TASK REQUIREMENTS
Copy the part of the records that opens with the line containing "Spot the bare" and closes with the line containing "[(812, 906), (144, 847)]", both lines included, leaving the requests and their sample coordinates as they are but multiplying every coordinate in the answers by 0.25 and rounding to whole numbers, with halves rounded up. Return only that part.

============

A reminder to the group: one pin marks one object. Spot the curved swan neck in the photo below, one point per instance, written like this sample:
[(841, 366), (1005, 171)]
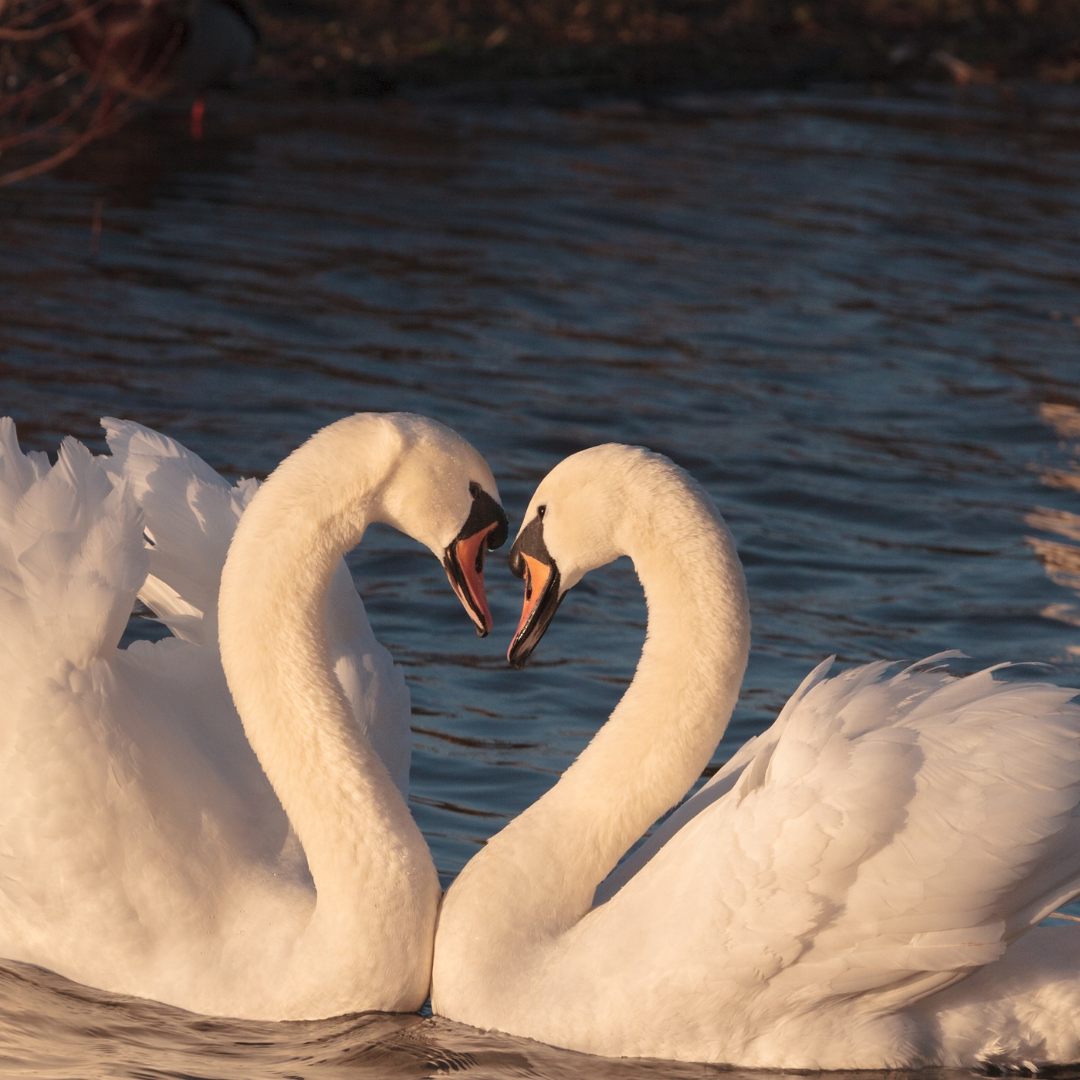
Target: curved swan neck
[(347, 812), (545, 865)]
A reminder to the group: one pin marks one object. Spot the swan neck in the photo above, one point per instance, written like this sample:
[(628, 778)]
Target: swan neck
[(351, 820), (542, 871)]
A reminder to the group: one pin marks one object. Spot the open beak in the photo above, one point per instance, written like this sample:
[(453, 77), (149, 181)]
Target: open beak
[(529, 559), (463, 559)]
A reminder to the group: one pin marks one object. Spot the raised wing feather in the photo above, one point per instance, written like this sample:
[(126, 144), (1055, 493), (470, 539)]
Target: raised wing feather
[(190, 515), (886, 837)]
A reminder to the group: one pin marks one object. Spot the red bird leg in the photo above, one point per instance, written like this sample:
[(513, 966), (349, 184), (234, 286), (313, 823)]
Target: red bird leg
[(198, 111)]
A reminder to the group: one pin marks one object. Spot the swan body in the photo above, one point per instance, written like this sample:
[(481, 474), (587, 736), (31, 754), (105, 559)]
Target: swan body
[(255, 860), (858, 888)]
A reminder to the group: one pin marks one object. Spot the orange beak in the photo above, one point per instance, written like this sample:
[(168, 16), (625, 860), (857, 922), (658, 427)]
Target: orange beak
[(537, 575), (464, 567)]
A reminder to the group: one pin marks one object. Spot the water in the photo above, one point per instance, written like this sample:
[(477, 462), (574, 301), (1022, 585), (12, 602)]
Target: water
[(854, 319)]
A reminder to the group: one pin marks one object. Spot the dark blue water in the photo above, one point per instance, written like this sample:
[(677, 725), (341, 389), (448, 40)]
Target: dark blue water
[(854, 319)]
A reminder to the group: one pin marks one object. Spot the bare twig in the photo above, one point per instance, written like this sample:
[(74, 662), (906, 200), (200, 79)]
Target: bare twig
[(40, 32)]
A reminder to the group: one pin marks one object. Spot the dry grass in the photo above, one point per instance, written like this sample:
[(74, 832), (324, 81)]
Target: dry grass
[(634, 45)]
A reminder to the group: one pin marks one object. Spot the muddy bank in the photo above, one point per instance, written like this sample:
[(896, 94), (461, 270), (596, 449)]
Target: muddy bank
[(552, 48)]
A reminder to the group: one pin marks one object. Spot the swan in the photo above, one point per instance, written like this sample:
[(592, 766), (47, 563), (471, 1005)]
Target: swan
[(154, 842), (856, 888)]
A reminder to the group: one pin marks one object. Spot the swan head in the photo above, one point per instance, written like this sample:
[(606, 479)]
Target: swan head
[(442, 493), (576, 522)]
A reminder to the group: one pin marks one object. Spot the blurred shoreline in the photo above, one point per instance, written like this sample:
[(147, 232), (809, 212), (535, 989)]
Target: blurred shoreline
[(557, 50)]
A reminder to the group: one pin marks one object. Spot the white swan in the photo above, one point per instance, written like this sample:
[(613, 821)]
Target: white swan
[(812, 906), (144, 847)]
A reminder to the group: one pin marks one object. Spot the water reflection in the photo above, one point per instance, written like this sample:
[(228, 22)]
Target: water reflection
[(840, 312), (1062, 561)]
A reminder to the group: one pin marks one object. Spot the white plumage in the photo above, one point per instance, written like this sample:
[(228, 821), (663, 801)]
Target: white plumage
[(891, 835), (150, 841)]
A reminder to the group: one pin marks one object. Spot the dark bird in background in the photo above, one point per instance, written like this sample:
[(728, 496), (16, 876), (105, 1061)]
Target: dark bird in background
[(148, 49)]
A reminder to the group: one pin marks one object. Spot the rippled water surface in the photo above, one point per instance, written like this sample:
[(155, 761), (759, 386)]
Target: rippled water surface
[(854, 319)]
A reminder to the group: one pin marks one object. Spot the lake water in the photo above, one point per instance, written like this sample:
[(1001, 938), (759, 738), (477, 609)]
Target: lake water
[(855, 319)]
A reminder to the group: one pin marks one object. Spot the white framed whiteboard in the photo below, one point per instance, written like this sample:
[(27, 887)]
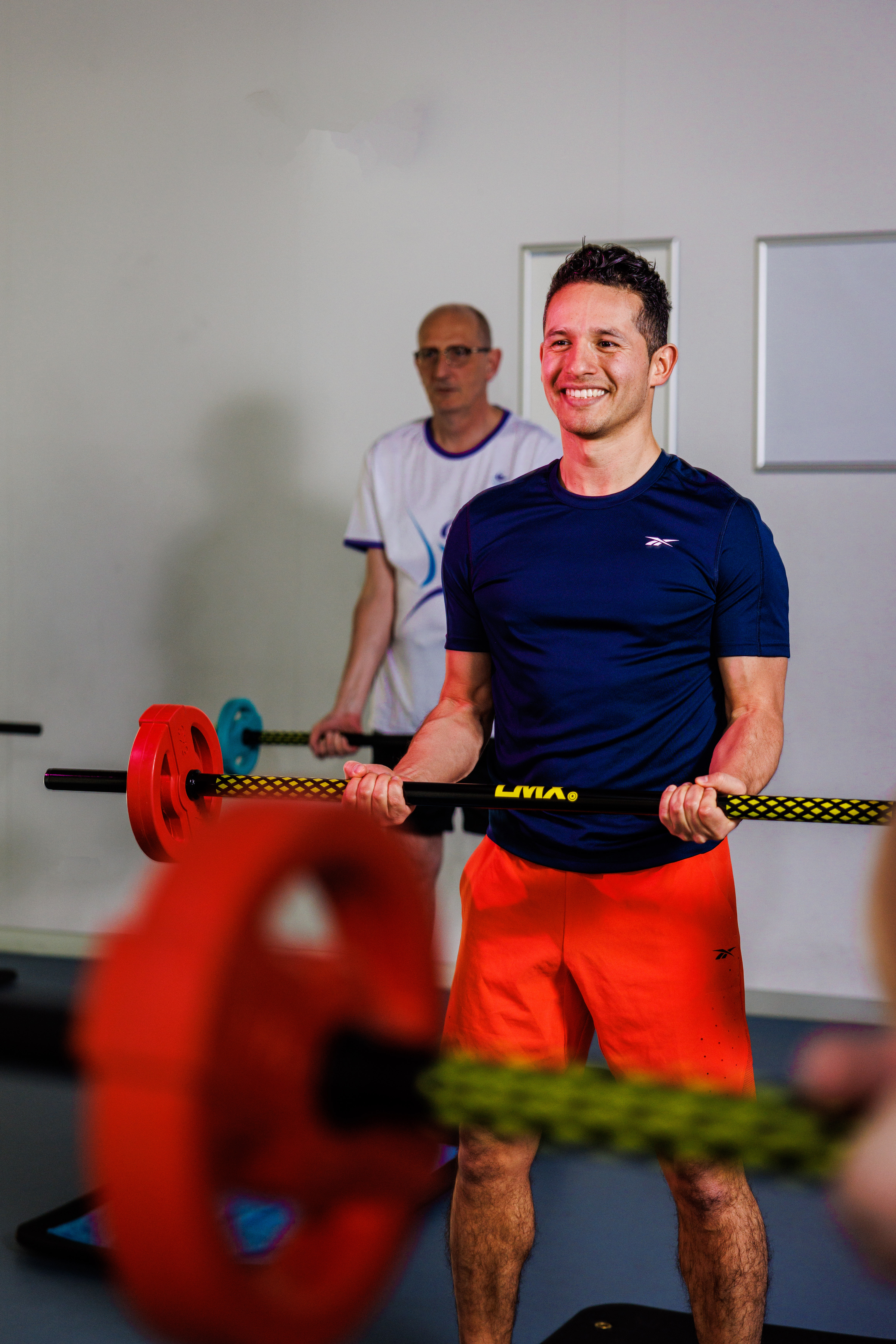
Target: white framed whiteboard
[(825, 385), (538, 264)]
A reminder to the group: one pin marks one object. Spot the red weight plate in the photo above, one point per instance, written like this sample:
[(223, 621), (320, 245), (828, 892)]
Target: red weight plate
[(172, 740), (203, 1037)]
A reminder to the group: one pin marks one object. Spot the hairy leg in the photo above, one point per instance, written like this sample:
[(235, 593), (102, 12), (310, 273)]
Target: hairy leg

============

FULL OUTPUT
A reminder to the group: one pin marks one object. Spot the bare twig in the photo above, one point per instance, written like this sample:
[(74, 662), (906, 200), (200, 79)]
Target: bare twig
[(10, 8)]
A reminder to the group: one pin marks one object. Spot the dry grass in the photo above, one point per instance, written like this sample:
[(74, 832), (324, 81)]
Target: dry grass
[(159, 11)]
A reminder to the group: one pin marks one object. Spot the muddy bank in the photo above, one point per instance, written like this sample:
[(896, 94), (461, 270), (596, 449)]
Target: muddy bank
[(138, 12)]
A reminder to the group: one pin marks one object. Spot the swan in the photo above, one point per instance, written like this sample:
[(592, 766), (47, 563), (471, 1005)]
Target: swan
[(39, 211), (214, 222)]
A reminder to the group: one pin marks one object. Spot the swan head in the photo above, one point per instance, written like this sample:
[(606, 479)]
Target: swan head
[(111, 123), (144, 131)]
A reminder to the group: one pin marks one object. Spot the blurred shoreline in the photo above, one point per instance, written like this sample:
[(147, 232), (809, 212), (535, 989)]
Target: blurred shoreline
[(139, 13)]
A reminder to the group: one pin marks one object. Spot the white swan in the photo above, one point per instance, written like this sample:
[(613, 821)]
Target: white swan
[(203, 227), (36, 212)]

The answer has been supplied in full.